Task goal –
Turn the rows below into a numbered list, from the line with "the front wheel" up to and including the last line of the rows. Leave out blank lines.

─── The data ───

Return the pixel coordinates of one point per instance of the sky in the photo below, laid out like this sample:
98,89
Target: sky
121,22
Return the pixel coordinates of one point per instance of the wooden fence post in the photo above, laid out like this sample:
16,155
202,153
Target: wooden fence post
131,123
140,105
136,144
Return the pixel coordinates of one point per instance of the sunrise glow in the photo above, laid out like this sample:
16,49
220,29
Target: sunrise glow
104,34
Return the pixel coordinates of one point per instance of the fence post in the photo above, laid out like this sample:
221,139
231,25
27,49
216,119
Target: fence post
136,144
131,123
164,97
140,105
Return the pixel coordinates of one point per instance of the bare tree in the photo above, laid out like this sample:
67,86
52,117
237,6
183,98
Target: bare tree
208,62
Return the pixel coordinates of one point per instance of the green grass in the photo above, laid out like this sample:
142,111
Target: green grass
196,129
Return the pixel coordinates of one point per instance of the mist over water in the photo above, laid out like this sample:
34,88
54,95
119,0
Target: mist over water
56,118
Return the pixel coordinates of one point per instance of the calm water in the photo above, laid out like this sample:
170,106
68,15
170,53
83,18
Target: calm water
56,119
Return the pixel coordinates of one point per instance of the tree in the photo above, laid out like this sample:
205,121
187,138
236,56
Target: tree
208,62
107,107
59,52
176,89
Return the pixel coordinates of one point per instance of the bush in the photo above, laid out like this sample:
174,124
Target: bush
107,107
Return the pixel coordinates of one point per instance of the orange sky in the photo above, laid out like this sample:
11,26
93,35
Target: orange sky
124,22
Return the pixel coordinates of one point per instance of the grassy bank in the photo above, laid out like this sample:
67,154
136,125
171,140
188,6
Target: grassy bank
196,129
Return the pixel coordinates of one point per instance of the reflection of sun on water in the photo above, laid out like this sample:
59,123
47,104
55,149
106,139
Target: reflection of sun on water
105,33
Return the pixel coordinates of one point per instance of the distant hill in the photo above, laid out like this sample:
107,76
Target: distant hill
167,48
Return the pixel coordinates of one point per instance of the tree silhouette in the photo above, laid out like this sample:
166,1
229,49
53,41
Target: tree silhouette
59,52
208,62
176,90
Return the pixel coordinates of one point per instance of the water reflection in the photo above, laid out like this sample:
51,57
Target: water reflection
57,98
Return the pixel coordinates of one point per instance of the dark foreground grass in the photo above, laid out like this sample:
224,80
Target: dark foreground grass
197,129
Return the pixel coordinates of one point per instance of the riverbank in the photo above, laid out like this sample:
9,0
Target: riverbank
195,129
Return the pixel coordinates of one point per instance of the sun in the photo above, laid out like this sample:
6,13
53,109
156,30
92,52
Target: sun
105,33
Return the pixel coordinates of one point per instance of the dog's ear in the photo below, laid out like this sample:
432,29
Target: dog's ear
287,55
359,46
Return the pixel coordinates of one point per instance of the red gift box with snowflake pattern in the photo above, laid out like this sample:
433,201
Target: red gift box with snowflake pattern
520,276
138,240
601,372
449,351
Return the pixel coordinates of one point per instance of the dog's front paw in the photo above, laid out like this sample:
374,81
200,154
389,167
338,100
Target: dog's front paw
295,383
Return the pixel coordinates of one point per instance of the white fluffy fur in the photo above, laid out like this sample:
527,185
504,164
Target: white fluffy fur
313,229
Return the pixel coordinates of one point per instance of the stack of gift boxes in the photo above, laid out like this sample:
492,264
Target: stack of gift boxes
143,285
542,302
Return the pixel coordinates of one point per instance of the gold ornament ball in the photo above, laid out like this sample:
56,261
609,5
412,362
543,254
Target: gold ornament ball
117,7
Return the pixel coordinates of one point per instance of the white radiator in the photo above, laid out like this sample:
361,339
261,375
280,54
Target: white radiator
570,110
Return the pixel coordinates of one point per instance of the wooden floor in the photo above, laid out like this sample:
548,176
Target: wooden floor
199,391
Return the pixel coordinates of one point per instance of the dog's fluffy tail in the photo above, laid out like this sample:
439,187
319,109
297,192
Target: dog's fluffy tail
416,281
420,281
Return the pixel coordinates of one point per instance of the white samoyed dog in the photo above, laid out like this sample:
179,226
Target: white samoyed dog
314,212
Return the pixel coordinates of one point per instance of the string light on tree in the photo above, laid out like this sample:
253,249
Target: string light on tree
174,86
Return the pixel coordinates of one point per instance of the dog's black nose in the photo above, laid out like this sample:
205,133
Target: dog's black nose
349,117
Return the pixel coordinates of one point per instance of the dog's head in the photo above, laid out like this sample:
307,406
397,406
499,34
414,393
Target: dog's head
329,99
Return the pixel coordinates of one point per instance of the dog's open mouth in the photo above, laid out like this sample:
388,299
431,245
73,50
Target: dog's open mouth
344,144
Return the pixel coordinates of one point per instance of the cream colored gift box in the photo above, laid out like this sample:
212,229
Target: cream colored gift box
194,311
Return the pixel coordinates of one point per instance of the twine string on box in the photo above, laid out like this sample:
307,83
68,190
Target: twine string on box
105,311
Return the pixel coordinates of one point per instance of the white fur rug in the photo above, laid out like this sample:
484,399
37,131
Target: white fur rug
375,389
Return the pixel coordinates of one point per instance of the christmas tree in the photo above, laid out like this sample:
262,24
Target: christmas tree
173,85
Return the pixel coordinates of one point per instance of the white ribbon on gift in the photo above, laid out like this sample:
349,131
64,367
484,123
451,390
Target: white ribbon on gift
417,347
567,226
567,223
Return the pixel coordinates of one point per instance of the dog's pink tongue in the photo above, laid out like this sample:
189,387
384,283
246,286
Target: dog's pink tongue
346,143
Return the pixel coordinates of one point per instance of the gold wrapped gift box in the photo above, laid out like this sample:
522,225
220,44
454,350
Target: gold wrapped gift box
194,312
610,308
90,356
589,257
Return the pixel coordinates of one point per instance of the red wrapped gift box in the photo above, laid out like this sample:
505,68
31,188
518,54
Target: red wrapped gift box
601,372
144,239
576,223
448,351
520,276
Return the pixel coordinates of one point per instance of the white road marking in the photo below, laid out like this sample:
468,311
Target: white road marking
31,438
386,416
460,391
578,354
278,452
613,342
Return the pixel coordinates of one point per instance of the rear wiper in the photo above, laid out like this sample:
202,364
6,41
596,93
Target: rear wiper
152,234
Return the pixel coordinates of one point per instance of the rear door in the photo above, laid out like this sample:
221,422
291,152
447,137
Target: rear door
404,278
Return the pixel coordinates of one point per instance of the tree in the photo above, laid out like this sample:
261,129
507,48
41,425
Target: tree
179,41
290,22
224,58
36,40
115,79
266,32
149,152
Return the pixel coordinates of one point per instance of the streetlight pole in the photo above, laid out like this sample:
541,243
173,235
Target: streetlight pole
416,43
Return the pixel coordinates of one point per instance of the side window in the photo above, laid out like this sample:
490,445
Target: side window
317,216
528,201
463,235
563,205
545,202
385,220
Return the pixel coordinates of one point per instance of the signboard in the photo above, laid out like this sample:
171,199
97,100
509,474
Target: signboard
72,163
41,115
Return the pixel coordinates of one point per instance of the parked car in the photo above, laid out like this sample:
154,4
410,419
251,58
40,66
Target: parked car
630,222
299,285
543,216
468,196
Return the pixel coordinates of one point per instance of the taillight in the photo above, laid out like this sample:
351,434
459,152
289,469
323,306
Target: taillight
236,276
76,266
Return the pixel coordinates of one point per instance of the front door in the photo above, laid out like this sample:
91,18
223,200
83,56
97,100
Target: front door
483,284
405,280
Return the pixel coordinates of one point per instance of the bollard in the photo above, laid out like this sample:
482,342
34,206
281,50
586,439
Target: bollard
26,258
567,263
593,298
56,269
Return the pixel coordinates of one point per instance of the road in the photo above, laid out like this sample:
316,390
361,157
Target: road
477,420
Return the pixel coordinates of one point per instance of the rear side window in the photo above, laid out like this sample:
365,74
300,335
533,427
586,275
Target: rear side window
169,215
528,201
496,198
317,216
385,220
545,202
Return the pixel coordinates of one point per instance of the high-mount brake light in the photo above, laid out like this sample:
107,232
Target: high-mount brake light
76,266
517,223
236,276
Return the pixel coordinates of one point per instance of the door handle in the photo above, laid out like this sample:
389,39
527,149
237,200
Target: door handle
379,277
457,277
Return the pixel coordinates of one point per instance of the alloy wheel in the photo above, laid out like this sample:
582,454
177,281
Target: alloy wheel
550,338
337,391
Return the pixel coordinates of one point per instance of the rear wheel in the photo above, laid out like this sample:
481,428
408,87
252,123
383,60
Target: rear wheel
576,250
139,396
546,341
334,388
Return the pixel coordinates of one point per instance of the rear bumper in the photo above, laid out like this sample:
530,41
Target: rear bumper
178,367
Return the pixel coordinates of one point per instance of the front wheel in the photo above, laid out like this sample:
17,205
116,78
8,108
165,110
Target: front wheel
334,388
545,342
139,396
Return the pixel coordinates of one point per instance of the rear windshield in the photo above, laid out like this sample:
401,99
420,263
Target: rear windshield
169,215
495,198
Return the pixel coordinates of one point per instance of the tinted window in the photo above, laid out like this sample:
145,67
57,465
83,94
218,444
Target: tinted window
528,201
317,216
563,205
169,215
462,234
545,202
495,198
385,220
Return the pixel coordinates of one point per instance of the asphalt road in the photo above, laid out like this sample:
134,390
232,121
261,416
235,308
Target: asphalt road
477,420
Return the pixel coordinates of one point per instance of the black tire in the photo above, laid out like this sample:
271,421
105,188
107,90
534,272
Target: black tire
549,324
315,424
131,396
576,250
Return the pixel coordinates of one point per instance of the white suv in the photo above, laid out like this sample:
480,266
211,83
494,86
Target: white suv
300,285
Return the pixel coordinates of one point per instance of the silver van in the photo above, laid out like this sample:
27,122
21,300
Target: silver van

───

Exercise answer –
1. Return the pixel coordinates of one point per instance of the front wheel in the photo above, laid out like this sample:
2. 17,205
3. 116,78
4. 8,108
5. 165,110
6. Target: front wheel
7. 334,388
8. 545,342
9. 139,396
10. Return the pixel coordinates of one point per instance of the rear windshield in the photo above, laid out like this sample:
11. 401,99
12. 420,263
13. Target: rear windshield
14. 169,215
15. 495,198
16. Return the pixel coordinates of one point per instance of the tinted window in the photo above, laid out like this sample:
17. 145,67
18. 57,465
19. 83,94
20. 218,444
21. Target: tinted window
22. 528,201
23. 317,216
24. 563,205
25. 169,215
26. 462,234
27. 545,202
28. 495,198
29. 385,220
30. Return the pixel coordinates of one point per instance of the asphalt road in the photo above, laid out like this sample:
31. 134,390
32. 232,121
33. 261,416
34. 235,308
35. Target: asphalt road
36. 477,420
37. Return the pixel coordinates of one point per instance of the black tire in the photo above, laid out like this sample:
38. 271,421
39. 105,188
40. 107,90
41. 534,272
42. Target: black tire
43. 549,324
44. 315,424
45. 131,396
46. 576,250
47. Return the pixel coordinates of one point per instance of the white suv in the photo above, laid out like this sample:
48. 480,266
49. 211,83
50. 494,86
51. Target: white suv
52. 300,285
53. Return the pixel coordinates of one point per instance of the silver van in the photo above, laid out like this sample:
54. 27,122
55. 21,300
56. Target: silver van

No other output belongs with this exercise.